**DOCUMENT SEGMENT:**
━━━━

Good News – Part 4
The Gospel That Transforms
I was at the zoo and saw a piece of toast.
It was bread in captivity.
Let that sink in for a second.
The Cinnamon Roll Revelation
A few years ago, I decided I was going to master making cinnamon rolls.
Why? Because I love Cinnabon. And Cinnaholic. And basically any place where sugar meets dough and becomes holy.
So I did the work.
I watched YouTube videos from the pros.
I searched for the perfect recipe.
I studied the process.
Then I gathered my ingredients and got to work.
Here’s the most important thing I learned:
You can’t hurry the rising of yeast.
You can help it. You can create the right environment.
But you cannot rush it.
And that yeast? It’s everything.
It’s what turns simple dough into a warm, pillowy spiral of buttery goodness, swirled with cinnamon sugar and topped with melting cream cheese icing.
Pause for a moment and thank God for cinnamon rolls.
Jesus Talks About Yeast
That slow, steady transformation reminds me of something Jesus said:
Luke 13:20–21
“What shall I compare the kingdom of God to? It is like yeast that a woman took and mixed into about sixty pounds of flour until it worked all through the dough.”
Sixty pounds of flour?!
That’s not a Costco run. That’s a Costco Business run.
Who is she feeding? That’s not family-sized — that’s village-sized.
This woman is doing something that will bless many. Kneading that much dough would be physically exhausting. This bread is made of flour, water, yeast… and a whole lot of elbow grease and love.
And the yeast?
It works its way through all of it.
It multiplies.
It expands.
It transforms everything it touches.
When Yeast Is Good… and When It’s Not
Jesus sometimes used yeast as a warning — like “the yeast of the Pharisees.” But here, it’s a good illustration.
In the Old Testament sacrificial system, leaven wasn’t burned on the altar. Why? Because leaven represented something living. Sacrifices were dead. Leaven was alive and active.
And now Jesus is on the scene.
A new life force has arrived.
Things are rising.
Something new is being formed.
The Kingdom of God.
Something like what came before — but completely transformed. The leaven from one batch becomes “foreign” to another, yet it changes that dough into something it could never become on its own.
Jesus is saying:
“The Kingdom of God is like that.”
Mustard Seed & Leaven
Jesus often paired parables together to expand our understanding. This one is paired with the mustard seed.
- Mustard Seed – the outward, visible expansion of the Kingdom
- Leavened Bread – the inward, invisible transformation of the person
The Gospel grows outward through the world
and inward in the heart.
Don’t Be Unleavened Christians
Followers of Jesus are not meant to be:
- flat
- stale
- dry
We are meant to be:
- fluffy
- fresh
- full of life
Go ahead — text someone and tell them they’re fluffy. I’ll wait.
The Real Work of Transformation
The Good News of Jesus is the leaven.
Our lives are the dough.
For His work to be accomplished in us, Jesus must permeate all of us.
We call that:
- holiness
- entire sanctification
- Christian perfection
It’s the slow, deep work of transformation from the inside out.

━━━━

**DATA EXTRACT:**

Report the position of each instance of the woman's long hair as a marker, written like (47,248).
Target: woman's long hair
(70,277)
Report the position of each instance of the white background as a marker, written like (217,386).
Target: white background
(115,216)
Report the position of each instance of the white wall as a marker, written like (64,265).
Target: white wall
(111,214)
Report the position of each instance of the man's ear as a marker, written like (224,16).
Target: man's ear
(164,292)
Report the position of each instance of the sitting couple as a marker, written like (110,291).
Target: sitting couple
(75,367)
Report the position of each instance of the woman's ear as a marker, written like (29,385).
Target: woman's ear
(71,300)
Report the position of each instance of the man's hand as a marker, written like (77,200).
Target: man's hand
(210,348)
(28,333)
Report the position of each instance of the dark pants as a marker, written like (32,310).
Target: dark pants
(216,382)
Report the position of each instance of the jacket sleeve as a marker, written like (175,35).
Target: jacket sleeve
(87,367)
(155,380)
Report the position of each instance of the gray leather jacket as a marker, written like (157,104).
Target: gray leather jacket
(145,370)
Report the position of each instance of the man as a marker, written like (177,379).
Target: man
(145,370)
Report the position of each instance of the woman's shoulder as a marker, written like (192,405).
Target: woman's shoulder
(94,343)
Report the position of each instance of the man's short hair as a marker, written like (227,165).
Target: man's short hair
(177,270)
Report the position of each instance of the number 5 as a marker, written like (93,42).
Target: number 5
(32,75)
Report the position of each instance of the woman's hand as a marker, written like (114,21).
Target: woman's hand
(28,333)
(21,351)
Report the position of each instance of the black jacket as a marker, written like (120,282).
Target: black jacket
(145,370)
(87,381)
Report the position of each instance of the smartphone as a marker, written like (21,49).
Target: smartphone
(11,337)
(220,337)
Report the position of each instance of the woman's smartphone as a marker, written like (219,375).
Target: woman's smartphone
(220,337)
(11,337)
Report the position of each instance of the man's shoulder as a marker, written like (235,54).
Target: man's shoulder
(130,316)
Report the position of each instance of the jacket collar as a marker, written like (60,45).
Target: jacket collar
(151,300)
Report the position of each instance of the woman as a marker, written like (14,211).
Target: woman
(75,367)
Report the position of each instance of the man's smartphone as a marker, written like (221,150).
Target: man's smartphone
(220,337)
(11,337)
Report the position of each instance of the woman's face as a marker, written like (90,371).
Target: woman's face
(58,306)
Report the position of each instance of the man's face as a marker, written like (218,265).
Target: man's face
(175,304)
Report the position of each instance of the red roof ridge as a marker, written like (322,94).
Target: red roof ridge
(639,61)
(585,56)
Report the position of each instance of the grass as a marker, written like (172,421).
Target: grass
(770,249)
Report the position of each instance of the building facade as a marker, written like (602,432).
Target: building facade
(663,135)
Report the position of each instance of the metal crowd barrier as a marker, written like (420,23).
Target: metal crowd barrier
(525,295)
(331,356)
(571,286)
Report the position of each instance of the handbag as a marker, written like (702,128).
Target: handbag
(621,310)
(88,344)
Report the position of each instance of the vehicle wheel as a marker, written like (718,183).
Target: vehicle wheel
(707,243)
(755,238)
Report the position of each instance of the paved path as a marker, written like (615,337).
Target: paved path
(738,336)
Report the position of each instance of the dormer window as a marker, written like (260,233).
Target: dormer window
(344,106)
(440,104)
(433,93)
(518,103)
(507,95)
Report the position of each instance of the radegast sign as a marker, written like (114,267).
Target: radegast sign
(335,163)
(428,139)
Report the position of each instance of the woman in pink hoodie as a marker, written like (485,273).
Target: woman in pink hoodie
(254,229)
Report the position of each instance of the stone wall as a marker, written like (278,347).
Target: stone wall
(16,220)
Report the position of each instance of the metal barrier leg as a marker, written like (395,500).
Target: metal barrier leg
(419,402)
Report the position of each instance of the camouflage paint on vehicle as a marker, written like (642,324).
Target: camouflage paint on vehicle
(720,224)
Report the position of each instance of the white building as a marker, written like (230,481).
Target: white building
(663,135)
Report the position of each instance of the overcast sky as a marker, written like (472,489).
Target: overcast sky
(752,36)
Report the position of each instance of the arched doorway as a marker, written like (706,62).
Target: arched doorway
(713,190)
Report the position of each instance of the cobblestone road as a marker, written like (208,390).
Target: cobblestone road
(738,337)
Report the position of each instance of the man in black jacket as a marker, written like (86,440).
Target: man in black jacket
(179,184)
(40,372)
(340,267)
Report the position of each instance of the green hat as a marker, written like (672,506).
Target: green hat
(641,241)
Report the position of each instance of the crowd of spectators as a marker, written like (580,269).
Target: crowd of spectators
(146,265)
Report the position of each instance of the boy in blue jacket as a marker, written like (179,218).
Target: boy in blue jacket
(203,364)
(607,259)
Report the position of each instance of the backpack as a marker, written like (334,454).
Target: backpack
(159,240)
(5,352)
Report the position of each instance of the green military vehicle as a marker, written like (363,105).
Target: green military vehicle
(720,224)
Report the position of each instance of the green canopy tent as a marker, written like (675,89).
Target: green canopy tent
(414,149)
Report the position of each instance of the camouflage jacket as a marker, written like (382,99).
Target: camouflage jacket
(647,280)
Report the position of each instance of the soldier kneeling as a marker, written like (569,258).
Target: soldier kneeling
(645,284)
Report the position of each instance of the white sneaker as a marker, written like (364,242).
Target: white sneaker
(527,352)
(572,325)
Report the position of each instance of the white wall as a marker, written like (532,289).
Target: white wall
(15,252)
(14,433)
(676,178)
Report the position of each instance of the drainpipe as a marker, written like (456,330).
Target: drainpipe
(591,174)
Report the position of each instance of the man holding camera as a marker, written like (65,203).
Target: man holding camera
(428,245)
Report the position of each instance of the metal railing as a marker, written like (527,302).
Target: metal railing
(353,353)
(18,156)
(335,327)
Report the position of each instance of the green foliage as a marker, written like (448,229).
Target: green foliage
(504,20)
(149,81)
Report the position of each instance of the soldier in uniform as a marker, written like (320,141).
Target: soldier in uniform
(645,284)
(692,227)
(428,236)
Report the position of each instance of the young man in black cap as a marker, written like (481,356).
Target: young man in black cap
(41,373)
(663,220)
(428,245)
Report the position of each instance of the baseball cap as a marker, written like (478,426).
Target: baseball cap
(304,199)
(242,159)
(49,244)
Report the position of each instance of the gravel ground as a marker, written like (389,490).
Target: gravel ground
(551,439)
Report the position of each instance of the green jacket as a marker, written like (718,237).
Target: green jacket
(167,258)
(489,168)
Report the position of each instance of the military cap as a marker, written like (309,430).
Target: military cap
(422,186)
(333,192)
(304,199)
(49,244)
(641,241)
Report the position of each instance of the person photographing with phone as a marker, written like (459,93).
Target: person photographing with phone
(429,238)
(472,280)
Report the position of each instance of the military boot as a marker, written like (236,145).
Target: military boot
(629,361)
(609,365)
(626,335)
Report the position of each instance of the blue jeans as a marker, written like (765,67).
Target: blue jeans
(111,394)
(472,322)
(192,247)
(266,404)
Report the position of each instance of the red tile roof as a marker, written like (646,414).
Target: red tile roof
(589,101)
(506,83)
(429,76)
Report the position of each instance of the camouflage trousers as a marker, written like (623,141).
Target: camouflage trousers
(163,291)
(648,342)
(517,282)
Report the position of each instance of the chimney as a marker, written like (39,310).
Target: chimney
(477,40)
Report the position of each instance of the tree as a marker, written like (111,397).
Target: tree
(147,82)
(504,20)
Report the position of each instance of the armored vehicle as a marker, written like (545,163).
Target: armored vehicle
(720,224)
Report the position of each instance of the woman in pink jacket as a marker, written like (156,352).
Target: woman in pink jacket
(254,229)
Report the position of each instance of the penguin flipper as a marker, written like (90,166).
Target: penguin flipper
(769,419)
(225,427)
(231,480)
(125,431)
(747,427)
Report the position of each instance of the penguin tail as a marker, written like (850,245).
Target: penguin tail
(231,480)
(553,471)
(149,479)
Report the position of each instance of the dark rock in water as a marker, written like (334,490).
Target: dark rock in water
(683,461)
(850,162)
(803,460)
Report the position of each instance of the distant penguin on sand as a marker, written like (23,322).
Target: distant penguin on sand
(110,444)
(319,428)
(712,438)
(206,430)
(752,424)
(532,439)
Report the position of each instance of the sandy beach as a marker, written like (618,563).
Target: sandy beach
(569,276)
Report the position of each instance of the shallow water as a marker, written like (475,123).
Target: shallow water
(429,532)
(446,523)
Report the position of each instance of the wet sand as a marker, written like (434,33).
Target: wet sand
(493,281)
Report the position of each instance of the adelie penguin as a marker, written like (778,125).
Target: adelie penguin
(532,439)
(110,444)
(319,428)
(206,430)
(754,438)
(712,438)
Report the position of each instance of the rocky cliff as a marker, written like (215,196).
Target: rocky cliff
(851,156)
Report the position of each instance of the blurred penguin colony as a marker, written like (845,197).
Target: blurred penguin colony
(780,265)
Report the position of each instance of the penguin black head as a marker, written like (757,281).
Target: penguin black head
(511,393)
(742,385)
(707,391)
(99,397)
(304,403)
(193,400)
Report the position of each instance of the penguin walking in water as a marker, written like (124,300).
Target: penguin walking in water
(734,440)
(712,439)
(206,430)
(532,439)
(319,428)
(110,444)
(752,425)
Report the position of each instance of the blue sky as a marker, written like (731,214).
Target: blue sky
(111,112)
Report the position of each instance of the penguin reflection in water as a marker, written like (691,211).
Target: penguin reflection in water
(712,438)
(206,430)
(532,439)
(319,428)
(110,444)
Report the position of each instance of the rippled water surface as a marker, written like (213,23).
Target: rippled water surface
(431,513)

━━━━

**WHAT YOU NEED TO DO:**
[a] Decide whether each statement below agrees with the sermon on yeast above. Answer yes or no for each, quoting the words of the sermon that decide it.
(i) The woman in the passage from Luke mixes the yeast into about sixty pounds of flour.
(ii) In the Old Testament sacrificial system, leaven was burned on the altar.
(iii) The mustard seed stands for the inward, invisible transformation of the person.
[b] Reproduce the stretch of the sermon on yeast from "Jesus Talks About" through "family-sized — that’s village-sized.", word for word.
[c] Carry on the sermon on yeast from the point where the text above stops.

**EXERCISE RESPONSES:**
[a]
(i) Yes: "It is like yeast that a woman took and mixed into about sixty pounds of flour until it worked all through the dough."
(ii) No: "In the Old Testament sacrificial system, leaven wasn’t burned on the altar."
(iii) No: "Mustard Seed – the outward, visible expansion of the Kingdom"

[b]
Jesus Talks About Yeast
That slow, steady transformation reminds me of something Jesus said:
Luke 13:20–21
“What shall I compare the kingdom of God to? It is like yeast that a woman took and mixed into about sixty pounds of flour until it worked all through the dough.”
Sixty pounds of flour?!
That’s not a Costco run. That’s a Costco Business run.
Who is she feeding? That’s not family-sized — that’s village-sized.

[c]
There’s Another “Leaven” Competing for You
We live in a fascinating — and concerning — moment.
In 2026, we’re not just using technology.
Technology is shaping us.
Studies show that algorithm-driven content can shift a person’s core convictions in a single week — something that used to take years of lived experience. These systems feed us content that triggers anger, pride, fear, and outrage. Over time, empathy shrinks. Peace erodes.
That’s a kind of leaven too.
The algorithm is shaping you.
Discipling you.
Producing fruit in you.
But it’s not the fruit of the Spirit.
Some estimates say the average person spends 17 hours a week being formed by digital content. It would take at least that much intentional time with Jesus and His people to counteract it.
Here’s the Good News
We get to choose our leaven.
We choose who disciples us.
We choose what shapes us.
We choose what story we live in.
The algorithm will never make you:
“more and more like Jesus, changed into his glorious image.”
— 2 Corinthians 3:18
Only the Spirit can do that.
The Hot Tub Problem
Imagine cleaning a hot tub.
You scrub the inside. It looks great. Sparkling.
But you ignore the plumbing.
Dirty pipes = dirty water.
You can polish the surface of your life all you want, but if the inner system isn’t transformed, the same old stuff keeps circulating.
Jesus wants to clean the inside system, not just the visible surface.
A Heart & Spirit Evaluation
So here’s an invitation: spend time with Jesus in honest reflection. Not to earn His love — but to receive His grace and His transforming leaven.
1. The Motivation Check
📖 1 Corinthians 13
Question: In my recent conversations or service, was my goal to be right and impressive, or to genuinely seek the other person’s good?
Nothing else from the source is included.